__PROBLEM__
Transcribe the line containing "Would you mind indicating the reflection" and every line after it, exactly, through the end of the records.

__SOURCE RECORDS__
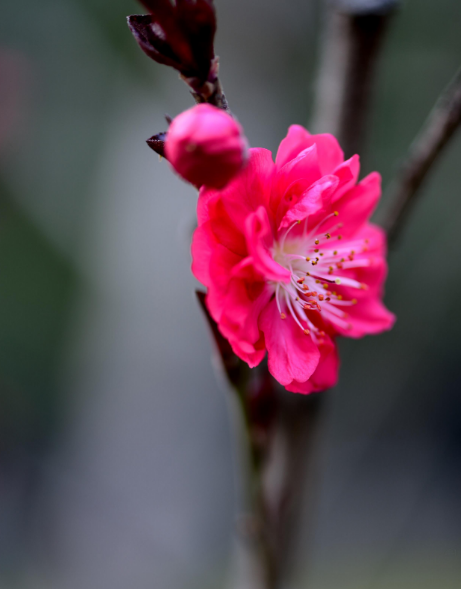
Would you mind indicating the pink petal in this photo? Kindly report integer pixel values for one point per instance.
(357, 205)
(311, 201)
(203, 244)
(251, 188)
(292, 354)
(325, 375)
(298, 139)
(259, 239)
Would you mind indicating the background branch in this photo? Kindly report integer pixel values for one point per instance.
(353, 37)
(436, 132)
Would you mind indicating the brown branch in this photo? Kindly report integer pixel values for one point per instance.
(436, 132)
(353, 38)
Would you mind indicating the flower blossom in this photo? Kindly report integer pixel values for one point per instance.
(206, 146)
(290, 260)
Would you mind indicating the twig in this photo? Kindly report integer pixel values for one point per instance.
(354, 34)
(436, 132)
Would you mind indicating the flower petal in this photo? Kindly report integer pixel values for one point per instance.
(292, 354)
(298, 138)
(259, 239)
(325, 375)
(311, 201)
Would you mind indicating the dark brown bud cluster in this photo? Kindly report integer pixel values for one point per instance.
(180, 34)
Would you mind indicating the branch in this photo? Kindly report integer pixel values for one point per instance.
(354, 34)
(436, 132)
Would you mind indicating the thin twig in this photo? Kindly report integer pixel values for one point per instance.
(354, 34)
(436, 132)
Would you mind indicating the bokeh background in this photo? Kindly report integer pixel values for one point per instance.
(116, 452)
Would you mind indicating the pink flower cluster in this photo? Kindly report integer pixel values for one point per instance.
(290, 259)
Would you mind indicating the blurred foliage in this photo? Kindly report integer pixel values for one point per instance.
(37, 285)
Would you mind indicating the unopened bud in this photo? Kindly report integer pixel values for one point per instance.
(206, 146)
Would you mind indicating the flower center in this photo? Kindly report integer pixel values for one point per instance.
(315, 260)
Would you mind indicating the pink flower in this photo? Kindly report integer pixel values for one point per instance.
(290, 260)
(206, 146)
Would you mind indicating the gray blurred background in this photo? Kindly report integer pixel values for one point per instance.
(116, 452)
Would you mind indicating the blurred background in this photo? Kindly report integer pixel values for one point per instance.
(116, 452)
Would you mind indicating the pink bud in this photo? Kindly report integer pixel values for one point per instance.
(206, 146)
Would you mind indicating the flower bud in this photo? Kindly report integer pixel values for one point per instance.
(206, 146)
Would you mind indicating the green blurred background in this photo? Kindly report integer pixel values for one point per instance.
(115, 446)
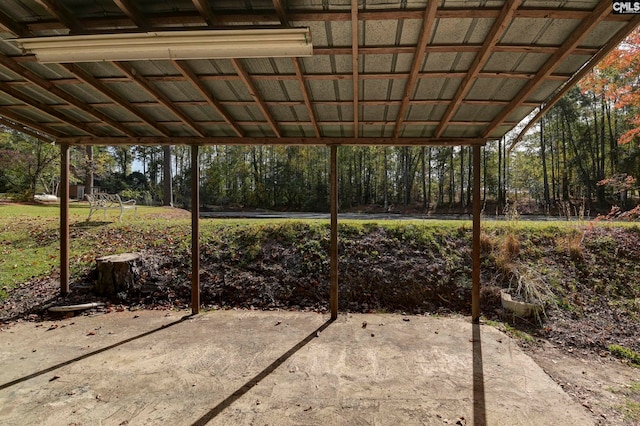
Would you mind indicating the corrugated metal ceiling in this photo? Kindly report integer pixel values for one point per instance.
(485, 66)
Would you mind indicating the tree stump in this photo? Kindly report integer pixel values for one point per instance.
(117, 273)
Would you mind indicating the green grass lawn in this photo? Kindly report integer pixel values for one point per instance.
(29, 235)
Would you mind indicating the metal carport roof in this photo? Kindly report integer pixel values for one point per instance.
(404, 72)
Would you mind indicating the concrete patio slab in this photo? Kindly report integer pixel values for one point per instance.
(272, 368)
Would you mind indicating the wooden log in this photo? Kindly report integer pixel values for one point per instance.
(117, 273)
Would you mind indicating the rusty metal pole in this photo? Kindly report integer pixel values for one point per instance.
(64, 219)
(195, 230)
(475, 274)
(334, 232)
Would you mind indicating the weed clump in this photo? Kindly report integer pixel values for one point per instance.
(625, 353)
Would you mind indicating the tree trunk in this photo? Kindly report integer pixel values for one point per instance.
(117, 273)
(88, 177)
(167, 199)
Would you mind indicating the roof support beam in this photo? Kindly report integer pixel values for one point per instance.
(205, 11)
(45, 108)
(282, 15)
(61, 14)
(10, 25)
(498, 28)
(53, 88)
(615, 40)
(246, 79)
(418, 59)
(305, 96)
(191, 18)
(355, 67)
(15, 122)
(132, 11)
(192, 78)
(157, 95)
(447, 48)
(322, 141)
(92, 81)
(601, 11)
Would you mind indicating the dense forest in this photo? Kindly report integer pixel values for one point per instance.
(582, 157)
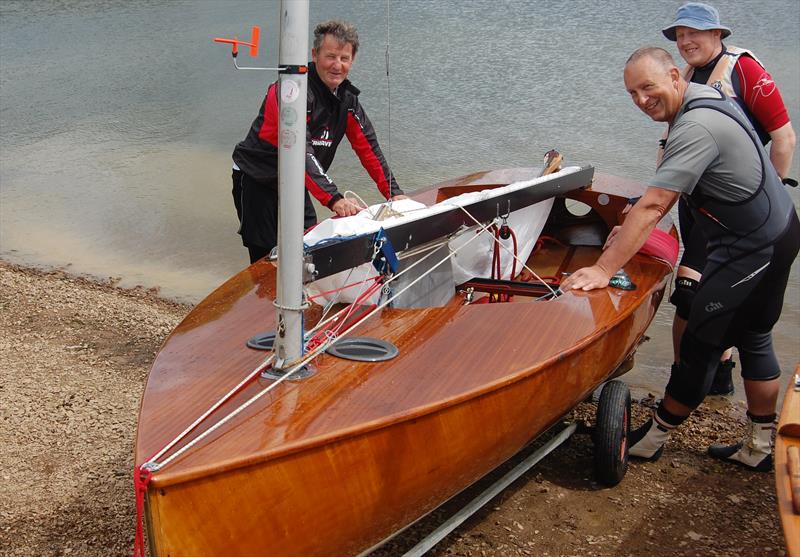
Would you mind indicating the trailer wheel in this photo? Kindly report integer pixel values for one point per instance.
(611, 433)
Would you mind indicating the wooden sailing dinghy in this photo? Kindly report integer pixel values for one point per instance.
(336, 462)
(787, 465)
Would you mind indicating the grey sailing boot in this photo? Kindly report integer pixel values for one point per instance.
(647, 442)
(755, 451)
(723, 379)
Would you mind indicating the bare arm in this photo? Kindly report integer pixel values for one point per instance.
(782, 149)
(642, 219)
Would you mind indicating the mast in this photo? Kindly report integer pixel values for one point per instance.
(293, 86)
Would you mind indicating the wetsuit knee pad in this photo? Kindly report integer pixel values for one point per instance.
(757, 356)
(691, 378)
(683, 295)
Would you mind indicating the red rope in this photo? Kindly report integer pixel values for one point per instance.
(349, 320)
(141, 479)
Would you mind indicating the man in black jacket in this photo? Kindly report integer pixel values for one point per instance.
(333, 111)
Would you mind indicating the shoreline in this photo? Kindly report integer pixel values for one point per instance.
(76, 353)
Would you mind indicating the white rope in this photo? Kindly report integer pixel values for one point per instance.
(153, 460)
(499, 243)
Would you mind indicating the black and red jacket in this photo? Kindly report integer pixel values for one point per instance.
(329, 118)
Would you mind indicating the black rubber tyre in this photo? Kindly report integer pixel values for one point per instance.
(611, 433)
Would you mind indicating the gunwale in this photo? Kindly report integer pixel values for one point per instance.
(788, 427)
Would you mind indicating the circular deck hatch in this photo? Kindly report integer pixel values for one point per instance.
(363, 349)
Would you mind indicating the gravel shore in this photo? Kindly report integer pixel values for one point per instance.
(75, 355)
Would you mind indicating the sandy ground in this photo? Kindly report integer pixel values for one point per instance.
(75, 355)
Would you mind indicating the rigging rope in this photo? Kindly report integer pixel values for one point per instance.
(152, 465)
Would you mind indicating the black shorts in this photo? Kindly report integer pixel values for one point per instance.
(694, 241)
(743, 295)
(257, 208)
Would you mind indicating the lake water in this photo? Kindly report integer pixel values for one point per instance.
(118, 118)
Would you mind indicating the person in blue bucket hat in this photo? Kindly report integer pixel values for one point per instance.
(695, 15)
(698, 33)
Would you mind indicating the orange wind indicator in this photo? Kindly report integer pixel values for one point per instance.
(253, 44)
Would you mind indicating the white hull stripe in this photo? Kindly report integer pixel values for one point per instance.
(751, 275)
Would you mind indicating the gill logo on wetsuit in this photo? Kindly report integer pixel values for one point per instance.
(323, 140)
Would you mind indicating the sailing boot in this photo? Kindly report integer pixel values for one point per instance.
(723, 379)
(755, 451)
(647, 442)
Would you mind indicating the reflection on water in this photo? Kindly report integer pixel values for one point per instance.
(118, 119)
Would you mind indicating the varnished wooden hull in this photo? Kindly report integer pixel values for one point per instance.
(335, 463)
(786, 440)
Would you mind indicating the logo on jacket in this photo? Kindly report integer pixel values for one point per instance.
(323, 140)
(764, 86)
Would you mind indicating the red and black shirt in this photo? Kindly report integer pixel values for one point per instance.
(330, 116)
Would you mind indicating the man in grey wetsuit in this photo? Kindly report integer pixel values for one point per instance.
(714, 160)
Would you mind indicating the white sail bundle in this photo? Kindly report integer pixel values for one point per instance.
(474, 261)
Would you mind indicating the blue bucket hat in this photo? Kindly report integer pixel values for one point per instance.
(696, 16)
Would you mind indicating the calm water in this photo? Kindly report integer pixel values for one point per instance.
(117, 118)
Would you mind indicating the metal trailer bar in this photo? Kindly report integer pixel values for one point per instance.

__EXERCISE SOLUTION__
Would you mind indicating the reflection on water in this photo? Kindly report integer pixel values for one point per instance.
(118, 119)
Would you mind indicating the varnished wooden hull in this photo? Kindly report integer pixel values for one point per instance.
(335, 463)
(786, 440)
Would you mind indicating the logo on jacket in this photo? Kindly report integer pixel values for one point per instance.
(323, 140)
(764, 86)
Would you mind indicating the red and black shirt in this photo? Kindly report integer pixel values for one point per instance.
(330, 116)
Would you mind indicating the man in grey wetsuit in this photo? Kindly report integer pixel values for one point per instance.
(714, 160)
Would you mind indicating the white sail bundle in this photo? Kindly report integer pixel values for one point per instance.
(474, 261)
Would you mind indicating the blue bucket hat in this photo? Kindly report integer pixel values for one point per instance.
(696, 16)
Would you mind indicating the calm water in this photo? Kindly report integer pixel values for one point per instance.
(117, 118)
Would you mind indicating the metal trailer bar in this photo? Kindly report integer pixel values for one point per instance.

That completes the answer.